**Do this:** Collect every line of the data that contains the string "flower" and copy each one out.

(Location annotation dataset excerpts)
····················

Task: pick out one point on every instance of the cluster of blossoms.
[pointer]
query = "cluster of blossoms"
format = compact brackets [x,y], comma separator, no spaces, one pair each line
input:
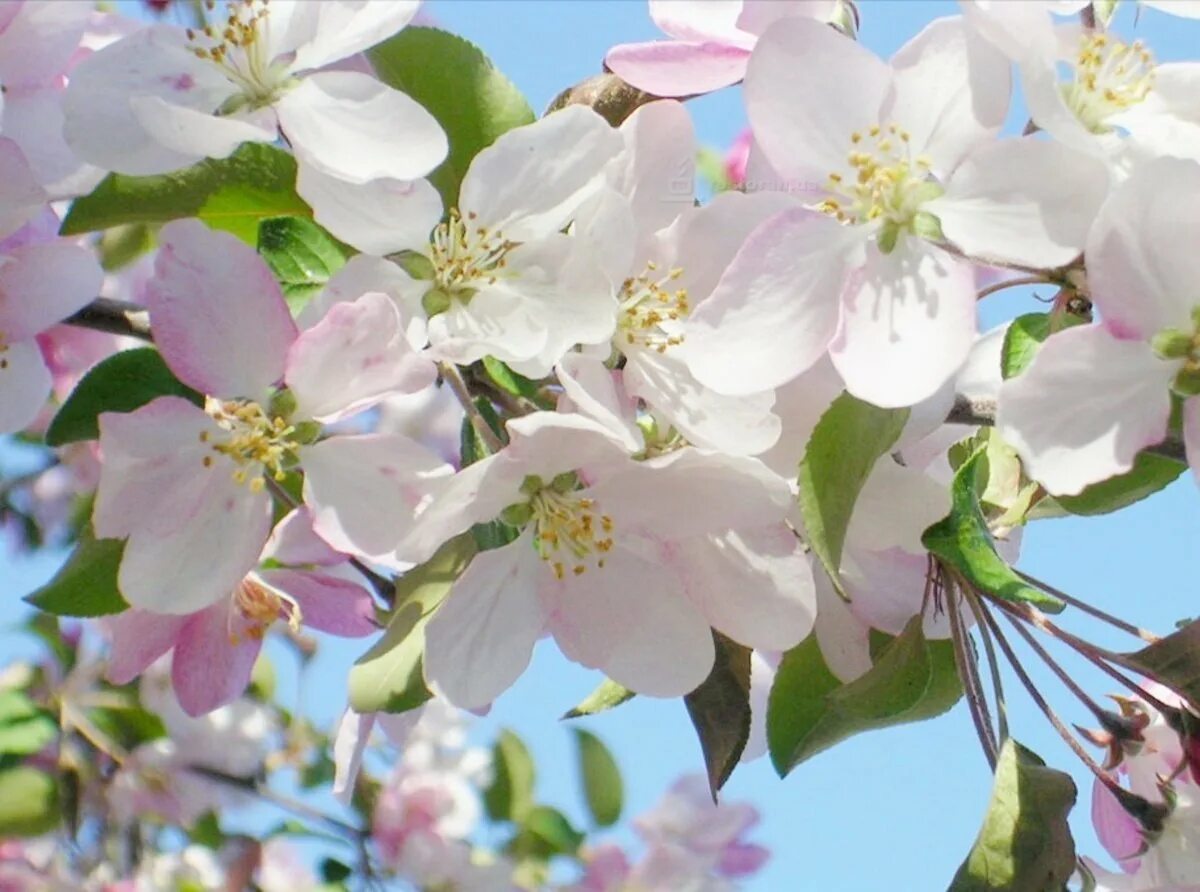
[538,358]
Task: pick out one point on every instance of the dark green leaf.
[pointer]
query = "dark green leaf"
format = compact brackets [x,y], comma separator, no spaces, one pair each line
[606,695]
[510,795]
[460,87]
[233,193]
[87,584]
[601,778]
[720,711]
[809,710]
[389,676]
[1025,844]
[124,382]
[963,540]
[843,450]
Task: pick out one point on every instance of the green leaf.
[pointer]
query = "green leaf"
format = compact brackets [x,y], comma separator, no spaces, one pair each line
[843,450]
[87,584]
[1026,335]
[24,728]
[460,87]
[510,795]
[720,711]
[601,778]
[606,695]
[1150,473]
[810,710]
[961,540]
[233,193]
[1025,844]
[29,802]
[124,382]
[301,255]
[389,677]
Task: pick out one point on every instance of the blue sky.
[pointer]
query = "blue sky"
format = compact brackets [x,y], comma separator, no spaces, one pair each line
[889,809]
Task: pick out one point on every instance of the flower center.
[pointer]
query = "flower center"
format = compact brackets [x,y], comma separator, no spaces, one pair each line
[1110,77]
[465,256]
[239,48]
[255,438]
[651,311]
[261,606]
[883,181]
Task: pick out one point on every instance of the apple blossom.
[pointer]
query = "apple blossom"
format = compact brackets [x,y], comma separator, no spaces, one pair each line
[163,97]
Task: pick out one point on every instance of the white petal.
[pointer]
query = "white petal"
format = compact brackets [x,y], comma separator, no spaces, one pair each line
[1085,407]
[907,324]
[952,91]
[480,639]
[353,358]
[531,181]
[351,126]
[378,217]
[775,310]
[24,384]
[1141,257]
[1023,201]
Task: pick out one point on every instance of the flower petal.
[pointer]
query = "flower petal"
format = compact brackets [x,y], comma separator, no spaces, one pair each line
[1085,407]
[351,126]
[217,311]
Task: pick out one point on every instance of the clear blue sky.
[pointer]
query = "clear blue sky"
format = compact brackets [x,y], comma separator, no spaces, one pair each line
[888,810]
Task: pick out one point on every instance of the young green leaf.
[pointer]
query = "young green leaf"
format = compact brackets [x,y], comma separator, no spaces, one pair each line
[390,677]
[460,87]
[124,382]
[233,193]
[720,711]
[1025,843]
[87,584]
[843,450]
[601,778]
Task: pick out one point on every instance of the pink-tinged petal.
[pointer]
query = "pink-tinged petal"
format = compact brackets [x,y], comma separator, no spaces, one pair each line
[1115,827]
[21,197]
[952,91]
[378,217]
[339,30]
[480,639]
[327,603]
[183,130]
[214,658]
[353,358]
[844,639]
[155,456]
[351,126]
[1141,258]
[754,585]
[41,285]
[1027,201]
[294,542]
[1085,407]
[100,121]
[907,325]
[775,310]
[204,561]
[24,384]
[1192,433]
[673,69]
[631,620]
[738,425]
[529,183]
[217,312]
[137,639]
[805,141]
[366,491]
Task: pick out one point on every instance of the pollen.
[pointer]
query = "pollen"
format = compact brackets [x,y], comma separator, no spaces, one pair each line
[652,310]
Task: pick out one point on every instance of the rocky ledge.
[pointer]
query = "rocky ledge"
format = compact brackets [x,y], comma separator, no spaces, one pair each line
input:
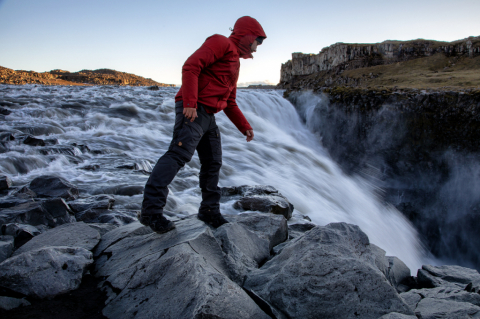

····················

**Written answer:**
Task: pick out one point on every instance of the flower center.
query = "flower center"
Task: pick out one point on every instance of the flower petal.
query = "flower petal"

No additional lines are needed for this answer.